EXCERPT PROVIDED —
* * * *
New 3D bioprinted lung tissue could transform respiratory research

Researchers at UBC Okanagan have developed a 3D bio-printed model that replicates the complexity of natural lung tissue. This development, detailed in Biotechnology and Bioengineering, could change how scientists’ study respiratory diseases and develop new therapeutic options.

Dr Emmanuel Osei, Assistant Professor in the Irving K. Barber Faculty of Science and a researcher with UBC’s Centre for Heart Lung Innovation, explained the model’s potential. “To conduct our research and the testing that’s required – where we’re studying the mechanisms of complex lung diseases to eventually find new drug targets – we need to be able to make models that are comparable to human tissues,” he said.

Building a better lung

To create the model, the team used a specially formulated bioink, combining light-sensitive polymer-modified gelatine with polyethylene glycol diacrylate. This enabled them to 3D print a hydrogel embedded with multiple cell types and vascular-like channels that mimic the human airway structure.
* * * *
EXERCISE PROMPT —
Please return the full article on 3D bioprinted lung tissue word for word, with no changes. The data after this point is unrelated material and stands apart from the article.

(Saved entries)
* * * *
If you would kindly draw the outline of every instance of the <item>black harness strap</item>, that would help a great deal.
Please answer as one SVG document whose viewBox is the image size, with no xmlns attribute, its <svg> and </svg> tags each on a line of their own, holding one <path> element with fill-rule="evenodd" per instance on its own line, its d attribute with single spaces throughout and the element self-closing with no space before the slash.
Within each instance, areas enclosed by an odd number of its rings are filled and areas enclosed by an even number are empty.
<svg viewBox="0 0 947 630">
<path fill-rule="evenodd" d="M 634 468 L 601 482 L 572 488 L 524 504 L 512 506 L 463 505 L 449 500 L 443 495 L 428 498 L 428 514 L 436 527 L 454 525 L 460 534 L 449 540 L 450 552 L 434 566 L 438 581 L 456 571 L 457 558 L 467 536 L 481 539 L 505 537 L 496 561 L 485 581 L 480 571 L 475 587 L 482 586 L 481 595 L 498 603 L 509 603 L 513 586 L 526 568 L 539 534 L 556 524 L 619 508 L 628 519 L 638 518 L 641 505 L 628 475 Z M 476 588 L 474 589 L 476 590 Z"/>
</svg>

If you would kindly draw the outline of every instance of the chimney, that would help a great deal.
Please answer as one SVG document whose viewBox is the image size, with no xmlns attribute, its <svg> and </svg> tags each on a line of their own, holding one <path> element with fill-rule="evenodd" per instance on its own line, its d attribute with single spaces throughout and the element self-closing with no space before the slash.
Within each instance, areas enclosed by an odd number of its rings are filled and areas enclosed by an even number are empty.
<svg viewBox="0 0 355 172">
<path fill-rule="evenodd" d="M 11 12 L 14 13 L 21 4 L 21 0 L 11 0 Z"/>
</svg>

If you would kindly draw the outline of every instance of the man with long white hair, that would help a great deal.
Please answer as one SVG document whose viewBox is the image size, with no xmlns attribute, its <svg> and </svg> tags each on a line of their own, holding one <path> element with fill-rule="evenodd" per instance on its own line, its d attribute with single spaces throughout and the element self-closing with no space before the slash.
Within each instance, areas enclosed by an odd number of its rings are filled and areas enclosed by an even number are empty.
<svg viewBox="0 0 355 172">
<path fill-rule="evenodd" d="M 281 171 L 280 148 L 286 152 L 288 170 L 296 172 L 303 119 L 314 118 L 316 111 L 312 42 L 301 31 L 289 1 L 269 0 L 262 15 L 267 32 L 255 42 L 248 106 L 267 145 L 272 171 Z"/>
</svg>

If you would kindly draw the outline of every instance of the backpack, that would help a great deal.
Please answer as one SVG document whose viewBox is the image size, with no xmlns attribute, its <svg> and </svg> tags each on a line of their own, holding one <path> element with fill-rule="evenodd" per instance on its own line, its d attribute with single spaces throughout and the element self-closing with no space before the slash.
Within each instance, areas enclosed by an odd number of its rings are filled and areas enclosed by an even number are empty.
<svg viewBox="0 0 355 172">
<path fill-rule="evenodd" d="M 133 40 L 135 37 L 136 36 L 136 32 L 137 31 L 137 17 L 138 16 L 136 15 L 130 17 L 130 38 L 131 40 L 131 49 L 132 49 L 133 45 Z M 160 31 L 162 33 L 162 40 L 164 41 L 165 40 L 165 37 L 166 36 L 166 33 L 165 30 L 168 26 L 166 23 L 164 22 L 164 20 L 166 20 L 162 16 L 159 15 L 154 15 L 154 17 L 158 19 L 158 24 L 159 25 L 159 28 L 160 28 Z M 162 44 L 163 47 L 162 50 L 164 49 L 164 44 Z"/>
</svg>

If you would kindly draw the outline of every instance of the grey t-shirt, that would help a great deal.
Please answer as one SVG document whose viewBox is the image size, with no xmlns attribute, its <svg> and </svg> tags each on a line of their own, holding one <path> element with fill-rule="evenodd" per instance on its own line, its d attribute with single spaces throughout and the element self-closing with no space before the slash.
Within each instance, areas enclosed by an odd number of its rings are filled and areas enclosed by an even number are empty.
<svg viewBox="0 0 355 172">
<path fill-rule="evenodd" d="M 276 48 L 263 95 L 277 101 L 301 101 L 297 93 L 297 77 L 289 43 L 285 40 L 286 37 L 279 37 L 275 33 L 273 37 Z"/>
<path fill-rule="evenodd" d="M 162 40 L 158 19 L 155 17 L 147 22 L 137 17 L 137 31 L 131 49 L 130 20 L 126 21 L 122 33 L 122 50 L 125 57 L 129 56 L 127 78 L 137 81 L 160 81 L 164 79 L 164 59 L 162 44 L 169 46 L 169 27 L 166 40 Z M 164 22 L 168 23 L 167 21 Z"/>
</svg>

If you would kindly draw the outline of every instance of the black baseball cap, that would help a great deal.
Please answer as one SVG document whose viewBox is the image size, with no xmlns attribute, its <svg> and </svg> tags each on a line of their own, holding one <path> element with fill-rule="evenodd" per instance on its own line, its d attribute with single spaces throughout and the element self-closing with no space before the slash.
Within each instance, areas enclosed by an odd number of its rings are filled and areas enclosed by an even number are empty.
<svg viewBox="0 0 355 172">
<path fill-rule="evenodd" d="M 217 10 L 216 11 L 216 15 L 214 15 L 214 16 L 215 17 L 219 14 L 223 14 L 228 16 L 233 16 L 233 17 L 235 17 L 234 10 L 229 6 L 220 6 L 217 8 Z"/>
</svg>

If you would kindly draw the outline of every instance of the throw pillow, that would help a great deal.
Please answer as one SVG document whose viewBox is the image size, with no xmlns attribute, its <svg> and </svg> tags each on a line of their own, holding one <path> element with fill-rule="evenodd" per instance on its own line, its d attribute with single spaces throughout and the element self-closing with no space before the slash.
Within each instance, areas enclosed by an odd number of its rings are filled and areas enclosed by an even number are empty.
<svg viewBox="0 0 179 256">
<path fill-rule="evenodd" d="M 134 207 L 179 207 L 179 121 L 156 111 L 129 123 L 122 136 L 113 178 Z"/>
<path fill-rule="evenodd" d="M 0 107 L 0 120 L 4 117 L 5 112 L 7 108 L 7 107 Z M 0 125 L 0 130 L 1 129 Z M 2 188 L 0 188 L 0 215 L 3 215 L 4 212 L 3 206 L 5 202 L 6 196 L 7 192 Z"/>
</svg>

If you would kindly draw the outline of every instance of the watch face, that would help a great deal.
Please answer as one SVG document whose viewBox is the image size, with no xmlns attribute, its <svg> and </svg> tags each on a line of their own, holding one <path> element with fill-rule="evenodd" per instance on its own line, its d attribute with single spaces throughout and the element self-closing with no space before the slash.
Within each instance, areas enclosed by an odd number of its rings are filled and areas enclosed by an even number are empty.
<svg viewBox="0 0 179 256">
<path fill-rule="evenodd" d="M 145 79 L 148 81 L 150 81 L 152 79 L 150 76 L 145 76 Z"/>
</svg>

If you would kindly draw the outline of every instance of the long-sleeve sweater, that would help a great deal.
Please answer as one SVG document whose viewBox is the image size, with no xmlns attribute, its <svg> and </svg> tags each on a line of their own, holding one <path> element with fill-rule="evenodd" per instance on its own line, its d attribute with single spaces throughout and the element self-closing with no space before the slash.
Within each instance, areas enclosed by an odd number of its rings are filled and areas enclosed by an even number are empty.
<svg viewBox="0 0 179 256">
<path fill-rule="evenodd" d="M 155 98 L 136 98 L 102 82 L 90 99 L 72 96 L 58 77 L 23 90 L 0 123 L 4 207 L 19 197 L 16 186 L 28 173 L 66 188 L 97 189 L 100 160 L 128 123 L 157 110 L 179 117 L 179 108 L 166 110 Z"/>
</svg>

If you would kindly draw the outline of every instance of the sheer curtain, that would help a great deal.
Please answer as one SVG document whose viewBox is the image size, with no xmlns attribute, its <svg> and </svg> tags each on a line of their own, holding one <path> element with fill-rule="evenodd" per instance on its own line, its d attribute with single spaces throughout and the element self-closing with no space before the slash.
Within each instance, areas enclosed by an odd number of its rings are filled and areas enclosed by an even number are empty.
* * * *
ANSWER BOX —
New 3D bioprinted lung tissue could transform respiratory research

Researchers at UBC Okanagan have developed a 3D bio-printed model that replicates the complexity of natural lung tissue. This development, detailed in Biotechnology and Bioengineering, could change how scientists’ study respiratory diseases and develop new therapeutic options.

Dr Emmanuel Osei, Assistant Professor in the Irving K. Barber Faculty of Science and a researcher with UBC’s Centre for Heart Lung Innovation, explained the model’s potential. “To conduct our research and the testing that’s required – where we’re studying the mechanisms of complex lung diseases to eventually find new drug targets – we need to be able to make models that are comparable to human tissues,” he said.

Building a better lung

To create the model, the team used a specially formulated bioink, combining light-sensitive polymer-modified gelatine with polyethylene glycol diacrylate. This enabled them to 3D print a hydrogel embedded with multiple cell types and vascular-like channels that mimic the human airway structure.